• EXERCISE INSTRUCTIONS: Copy the lines of the listing below word for word, from the line with "Isolate man's backpack" up to and including the last line of the listing.

(Object detection data)
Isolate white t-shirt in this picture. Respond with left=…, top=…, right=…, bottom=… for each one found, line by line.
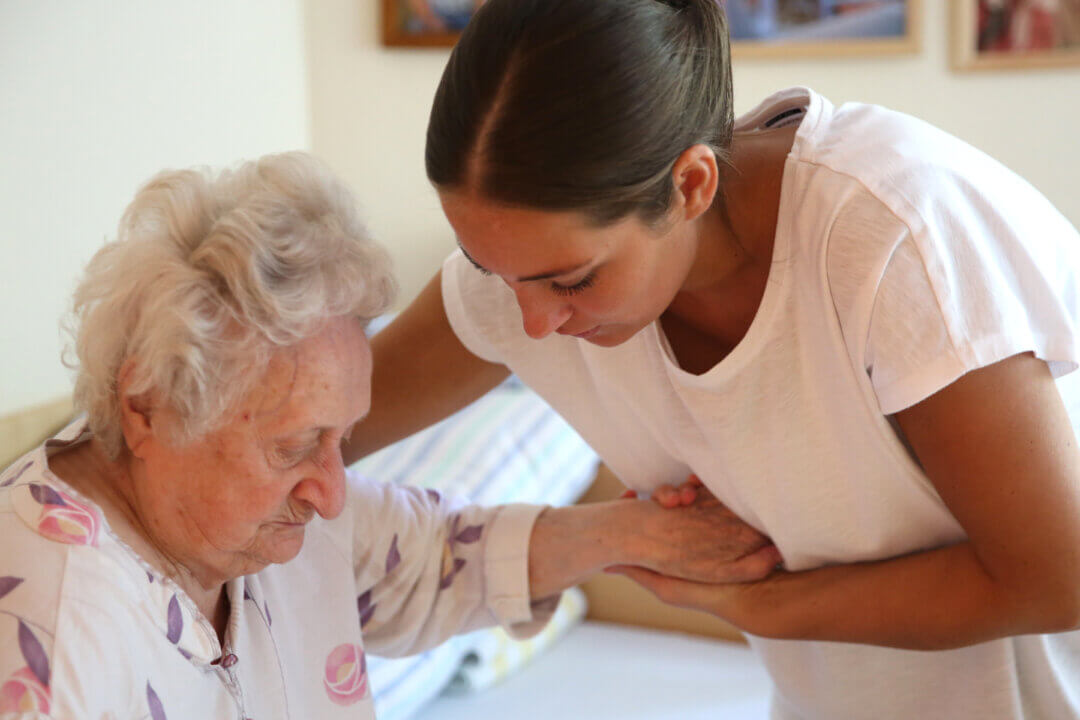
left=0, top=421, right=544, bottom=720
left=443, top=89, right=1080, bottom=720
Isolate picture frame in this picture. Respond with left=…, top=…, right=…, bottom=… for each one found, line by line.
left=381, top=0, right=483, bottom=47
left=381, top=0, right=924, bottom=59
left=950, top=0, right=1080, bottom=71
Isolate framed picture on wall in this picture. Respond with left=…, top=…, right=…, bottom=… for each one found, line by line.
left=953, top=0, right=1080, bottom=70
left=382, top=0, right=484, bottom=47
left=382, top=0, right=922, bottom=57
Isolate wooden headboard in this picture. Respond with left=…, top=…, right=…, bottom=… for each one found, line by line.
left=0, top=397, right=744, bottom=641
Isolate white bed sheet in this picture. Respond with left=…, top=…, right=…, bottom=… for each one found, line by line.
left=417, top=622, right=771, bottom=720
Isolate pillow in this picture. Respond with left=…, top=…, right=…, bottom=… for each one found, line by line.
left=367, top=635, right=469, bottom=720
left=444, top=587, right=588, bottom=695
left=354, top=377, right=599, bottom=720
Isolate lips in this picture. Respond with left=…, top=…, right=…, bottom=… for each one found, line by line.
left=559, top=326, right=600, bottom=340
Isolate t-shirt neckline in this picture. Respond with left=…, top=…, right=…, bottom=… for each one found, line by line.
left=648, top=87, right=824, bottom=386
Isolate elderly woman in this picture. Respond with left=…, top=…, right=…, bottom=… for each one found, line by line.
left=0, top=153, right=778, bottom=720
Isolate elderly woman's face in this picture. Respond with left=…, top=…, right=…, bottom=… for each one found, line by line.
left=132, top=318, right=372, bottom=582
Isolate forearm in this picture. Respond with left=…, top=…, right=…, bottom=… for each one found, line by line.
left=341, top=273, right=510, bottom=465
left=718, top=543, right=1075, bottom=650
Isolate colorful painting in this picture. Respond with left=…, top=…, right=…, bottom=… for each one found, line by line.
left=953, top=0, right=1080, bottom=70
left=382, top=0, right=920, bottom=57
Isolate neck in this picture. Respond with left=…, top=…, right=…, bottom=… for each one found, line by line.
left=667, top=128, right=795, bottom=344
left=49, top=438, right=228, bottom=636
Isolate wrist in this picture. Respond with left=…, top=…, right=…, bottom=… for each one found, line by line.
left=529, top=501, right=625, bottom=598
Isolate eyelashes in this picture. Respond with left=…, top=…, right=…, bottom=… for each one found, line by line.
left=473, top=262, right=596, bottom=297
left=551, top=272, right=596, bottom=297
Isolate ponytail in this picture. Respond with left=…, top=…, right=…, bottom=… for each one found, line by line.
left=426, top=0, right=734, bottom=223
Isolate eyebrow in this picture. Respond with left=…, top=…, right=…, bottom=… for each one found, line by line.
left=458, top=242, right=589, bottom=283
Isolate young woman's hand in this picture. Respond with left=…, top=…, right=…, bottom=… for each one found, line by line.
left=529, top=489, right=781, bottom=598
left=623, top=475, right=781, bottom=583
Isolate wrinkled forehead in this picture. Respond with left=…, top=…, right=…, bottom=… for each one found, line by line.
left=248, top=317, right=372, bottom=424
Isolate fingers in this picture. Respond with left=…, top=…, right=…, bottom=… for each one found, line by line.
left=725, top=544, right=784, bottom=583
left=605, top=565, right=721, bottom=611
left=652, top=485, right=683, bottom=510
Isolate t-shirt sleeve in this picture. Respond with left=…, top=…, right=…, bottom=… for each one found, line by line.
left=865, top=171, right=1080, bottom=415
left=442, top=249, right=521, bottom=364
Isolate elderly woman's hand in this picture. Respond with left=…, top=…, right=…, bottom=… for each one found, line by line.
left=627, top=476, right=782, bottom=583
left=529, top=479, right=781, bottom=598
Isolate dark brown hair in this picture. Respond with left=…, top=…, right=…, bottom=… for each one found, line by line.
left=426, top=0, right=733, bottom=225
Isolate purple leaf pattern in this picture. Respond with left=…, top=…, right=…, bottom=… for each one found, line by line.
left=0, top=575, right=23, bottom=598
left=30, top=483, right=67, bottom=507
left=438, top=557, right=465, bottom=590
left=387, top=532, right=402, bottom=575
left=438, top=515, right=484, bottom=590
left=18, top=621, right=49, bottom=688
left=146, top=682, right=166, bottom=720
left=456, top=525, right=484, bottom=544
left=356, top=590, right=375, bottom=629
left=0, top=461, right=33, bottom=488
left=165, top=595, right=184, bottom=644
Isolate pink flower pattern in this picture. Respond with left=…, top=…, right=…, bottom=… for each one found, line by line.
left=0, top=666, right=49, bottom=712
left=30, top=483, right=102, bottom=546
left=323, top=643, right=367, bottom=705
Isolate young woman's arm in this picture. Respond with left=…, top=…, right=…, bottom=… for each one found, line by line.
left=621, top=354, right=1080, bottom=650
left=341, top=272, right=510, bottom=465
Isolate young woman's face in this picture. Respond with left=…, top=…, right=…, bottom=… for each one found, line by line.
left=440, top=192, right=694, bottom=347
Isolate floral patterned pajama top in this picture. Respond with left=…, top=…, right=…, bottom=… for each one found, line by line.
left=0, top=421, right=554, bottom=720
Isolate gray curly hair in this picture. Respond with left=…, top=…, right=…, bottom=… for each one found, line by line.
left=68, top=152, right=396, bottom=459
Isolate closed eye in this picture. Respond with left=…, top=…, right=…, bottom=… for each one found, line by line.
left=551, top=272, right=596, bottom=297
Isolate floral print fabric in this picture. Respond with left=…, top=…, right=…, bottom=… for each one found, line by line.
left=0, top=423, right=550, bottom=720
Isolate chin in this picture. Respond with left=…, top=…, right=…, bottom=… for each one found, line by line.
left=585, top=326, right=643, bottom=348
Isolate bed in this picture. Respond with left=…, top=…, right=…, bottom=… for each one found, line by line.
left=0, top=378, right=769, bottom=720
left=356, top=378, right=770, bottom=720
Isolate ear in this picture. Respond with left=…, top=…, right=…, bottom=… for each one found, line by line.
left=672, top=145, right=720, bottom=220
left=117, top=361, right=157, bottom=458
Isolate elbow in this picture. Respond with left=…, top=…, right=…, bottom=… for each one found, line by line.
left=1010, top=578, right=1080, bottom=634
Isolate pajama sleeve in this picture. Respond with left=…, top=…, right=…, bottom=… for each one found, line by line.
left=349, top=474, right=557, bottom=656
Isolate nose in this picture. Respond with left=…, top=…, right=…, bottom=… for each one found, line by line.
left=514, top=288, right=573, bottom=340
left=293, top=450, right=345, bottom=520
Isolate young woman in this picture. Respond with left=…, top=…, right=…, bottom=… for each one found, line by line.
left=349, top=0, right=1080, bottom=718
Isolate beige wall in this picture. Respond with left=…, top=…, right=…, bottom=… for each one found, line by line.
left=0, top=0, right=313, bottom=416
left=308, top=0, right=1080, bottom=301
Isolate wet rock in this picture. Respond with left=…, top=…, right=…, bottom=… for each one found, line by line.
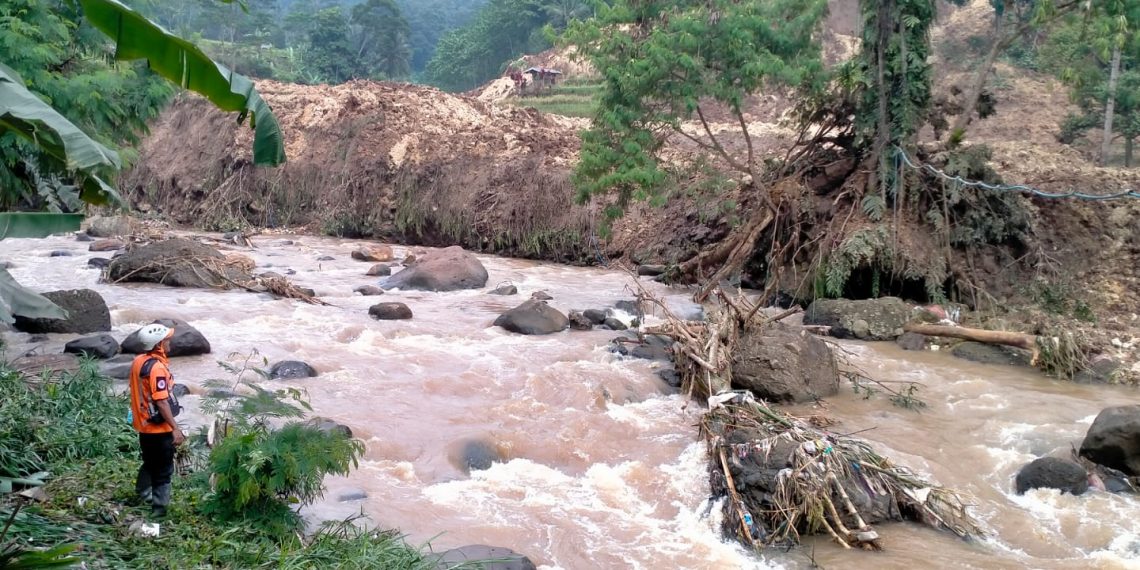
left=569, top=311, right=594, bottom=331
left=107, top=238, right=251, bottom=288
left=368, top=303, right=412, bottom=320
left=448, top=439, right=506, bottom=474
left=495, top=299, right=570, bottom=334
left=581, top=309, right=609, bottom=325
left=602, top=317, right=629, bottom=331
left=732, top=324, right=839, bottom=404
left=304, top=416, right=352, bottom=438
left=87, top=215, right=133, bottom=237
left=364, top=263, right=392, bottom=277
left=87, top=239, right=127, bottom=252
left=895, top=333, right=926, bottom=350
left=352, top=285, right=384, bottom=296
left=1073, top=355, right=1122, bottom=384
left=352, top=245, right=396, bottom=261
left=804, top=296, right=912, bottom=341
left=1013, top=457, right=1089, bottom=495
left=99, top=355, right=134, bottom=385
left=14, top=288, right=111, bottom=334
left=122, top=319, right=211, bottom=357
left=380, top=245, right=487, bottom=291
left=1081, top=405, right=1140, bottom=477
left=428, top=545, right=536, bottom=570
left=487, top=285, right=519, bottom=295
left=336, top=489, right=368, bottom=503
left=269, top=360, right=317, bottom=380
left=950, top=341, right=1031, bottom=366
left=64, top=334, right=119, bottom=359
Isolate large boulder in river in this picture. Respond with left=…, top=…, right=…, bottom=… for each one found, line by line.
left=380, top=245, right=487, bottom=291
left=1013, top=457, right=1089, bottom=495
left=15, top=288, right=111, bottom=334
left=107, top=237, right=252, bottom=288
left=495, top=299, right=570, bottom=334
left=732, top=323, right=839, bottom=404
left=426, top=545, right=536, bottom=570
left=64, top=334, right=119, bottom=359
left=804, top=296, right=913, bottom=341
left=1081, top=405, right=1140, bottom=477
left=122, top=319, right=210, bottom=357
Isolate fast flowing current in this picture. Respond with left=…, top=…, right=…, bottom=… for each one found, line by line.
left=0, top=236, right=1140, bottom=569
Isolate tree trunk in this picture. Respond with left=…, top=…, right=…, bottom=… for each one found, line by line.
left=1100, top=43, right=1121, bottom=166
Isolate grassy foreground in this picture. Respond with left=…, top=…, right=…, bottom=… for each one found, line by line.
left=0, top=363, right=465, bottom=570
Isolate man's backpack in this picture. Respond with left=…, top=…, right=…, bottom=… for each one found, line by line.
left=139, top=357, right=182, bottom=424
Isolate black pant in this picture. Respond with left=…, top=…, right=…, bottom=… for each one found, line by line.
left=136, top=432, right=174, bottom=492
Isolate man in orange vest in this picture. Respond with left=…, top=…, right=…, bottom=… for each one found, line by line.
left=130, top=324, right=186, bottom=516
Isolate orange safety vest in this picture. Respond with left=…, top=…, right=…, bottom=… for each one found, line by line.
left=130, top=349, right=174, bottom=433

• COMPLETE OUTPUT:
Isolate man's backpack in this picture. Respond with left=…, top=…, right=…, bottom=… for each one found, line by line.
left=139, top=357, right=182, bottom=424
Isolate black pant in this picture. Respond with left=…, top=…, right=…, bottom=… for each one found, line by line.
left=136, top=432, right=174, bottom=492
Isolate man in orange vest in this picture. Respond with left=…, top=…, right=…, bottom=… for each one found, line by line.
left=130, top=324, right=186, bottom=516
Isolate orange safety vest in this picture. Respond with left=…, top=…, right=…, bottom=… for each one found, line by line.
left=130, top=349, right=174, bottom=433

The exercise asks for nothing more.